#### Provided records

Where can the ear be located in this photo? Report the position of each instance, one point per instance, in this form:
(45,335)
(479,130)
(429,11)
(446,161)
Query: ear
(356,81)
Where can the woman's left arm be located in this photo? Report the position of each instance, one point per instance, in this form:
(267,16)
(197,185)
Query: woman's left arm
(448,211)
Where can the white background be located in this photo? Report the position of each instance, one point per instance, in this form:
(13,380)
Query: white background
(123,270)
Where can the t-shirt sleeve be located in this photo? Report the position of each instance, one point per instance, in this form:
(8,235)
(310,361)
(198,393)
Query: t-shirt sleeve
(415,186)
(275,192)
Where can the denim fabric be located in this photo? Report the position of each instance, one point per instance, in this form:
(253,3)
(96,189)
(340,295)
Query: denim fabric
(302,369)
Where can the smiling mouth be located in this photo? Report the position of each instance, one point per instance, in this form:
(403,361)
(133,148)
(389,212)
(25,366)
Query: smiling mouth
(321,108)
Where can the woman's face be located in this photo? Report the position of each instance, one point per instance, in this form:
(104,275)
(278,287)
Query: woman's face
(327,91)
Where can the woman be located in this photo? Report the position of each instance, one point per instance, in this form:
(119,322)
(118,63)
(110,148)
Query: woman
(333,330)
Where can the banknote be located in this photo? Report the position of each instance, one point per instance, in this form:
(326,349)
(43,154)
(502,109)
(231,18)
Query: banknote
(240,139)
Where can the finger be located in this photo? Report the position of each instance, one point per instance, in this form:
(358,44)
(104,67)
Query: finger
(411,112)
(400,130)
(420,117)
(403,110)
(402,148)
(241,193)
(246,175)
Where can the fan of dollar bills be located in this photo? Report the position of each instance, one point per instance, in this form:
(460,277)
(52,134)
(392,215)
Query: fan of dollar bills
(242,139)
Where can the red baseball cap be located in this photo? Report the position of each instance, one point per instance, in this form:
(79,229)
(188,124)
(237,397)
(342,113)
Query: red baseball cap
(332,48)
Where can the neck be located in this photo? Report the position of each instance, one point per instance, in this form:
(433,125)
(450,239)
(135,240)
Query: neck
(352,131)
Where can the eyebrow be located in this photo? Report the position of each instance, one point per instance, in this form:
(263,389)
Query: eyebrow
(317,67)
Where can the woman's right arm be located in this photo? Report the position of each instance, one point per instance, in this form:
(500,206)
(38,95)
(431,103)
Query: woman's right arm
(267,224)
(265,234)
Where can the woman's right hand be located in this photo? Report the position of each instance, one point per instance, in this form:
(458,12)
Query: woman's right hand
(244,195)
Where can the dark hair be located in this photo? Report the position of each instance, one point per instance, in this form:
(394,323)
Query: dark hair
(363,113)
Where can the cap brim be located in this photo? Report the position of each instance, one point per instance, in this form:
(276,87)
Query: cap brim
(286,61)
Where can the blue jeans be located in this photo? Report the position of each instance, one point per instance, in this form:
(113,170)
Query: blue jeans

#### Aim of the task
Make a verbatim copy of every entry shown above.

#### Finished exercise
Where can the ear be located in this photo? Report the position of each instance, one point per instance, in this form:
(45,335)
(479,130)
(429,11)
(446,161)
Query: ear
(356,81)
Where can the woman's left arm be located in this photo? Report the position of each instance, one point per instance, in this form:
(267,16)
(197,185)
Query: woman's left arm
(448,211)
Where can the white background be located in this photo? Report the position of each instance, one point per instance, in this form:
(13,380)
Query: white background
(123,270)
Where can the t-shirt sleeve be located in this photo? Report the position of each instance, one point per instance, in this form:
(8,235)
(310,361)
(198,393)
Query: t-shirt sleeve
(415,186)
(275,192)
Where can the denim fabric be located in this photo? Report the position of each instance, one point per instance, in this form:
(253,3)
(96,189)
(340,295)
Query: denim fabric
(302,369)
Where can the smiling mouth be located in this photo? Report the position of each instance, one point per instance, in this form:
(403,361)
(133,148)
(389,212)
(25,366)
Query: smiling mouth
(321,108)
Where can the woman's face be located in this photo? Report the position of each instance, one point per instance, in this form:
(104,275)
(278,287)
Query: woman's face
(327,91)
Where can the woman be located in this photo? Report the position of each instance, one point per instance, in this form:
(119,322)
(118,63)
(110,148)
Query: woman
(333,330)
Where can the banknote be located in this photo? Report the position of each instance, one point per instance, in this form:
(326,349)
(43,154)
(502,109)
(231,18)
Query: banknote
(240,139)
Where can the finger be located in this photo? Report the position of each instance, one point per instance, in this form:
(358,44)
(104,67)
Query: finger
(411,112)
(400,130)
(420,117)
(403,110)
(402,148)
(241,193)
(246,175)
Where can the fan of dollar bills be located in this photo? Report the position of each instance, one point per instance, in this form:
(460,277)
(52,134)
(392,215)
Query: fan of dollar bills
(242,139)
Where can the red baseball cap be located in this photo? Report the position of each instance, one point per instance, in this form:
(79,229)
(188,124)
(237,397)
(342,113)
Query: red baseball cap
(332,48)
Where can the neck be located in this photo? Report the position of each instance, one point per instance, in this form:
(433,125)
(450,239)
(135,240)
Query: neck
(352,131)
Where can the eyebrow be located in this photo? Report the position of each instance, one point per instance, in this form:
(263,389)
Query: eyebrow
(317,67)
Where can the woman's right arm be located in this photo? Report the position of each instance, one point per instance, in this form:
(500,206)
(38,95)
(431,103)
Query: woman's right arm
(267,224)
(265,234)
Where can the woman's right hand be located in this photo? Report the position of each instance, one point per instance, in this form:
(458,12)
Query: woman's right hand
(244,195)
Where can the dark hair be located in this photo? Report the position of each instance, one point per instance, in this form:
(394,323)
Query: dark hair
(363,113)
Where can the cap brim be located in this photo? Report the position of each instance, one point per instance, in this form:
(276,87)
Query: cap brim
(286,61)
Where can the blue jeans be located in this photo? Report the position of each instance, one point per instance, in this form:
(113,170)
Query: blue jeans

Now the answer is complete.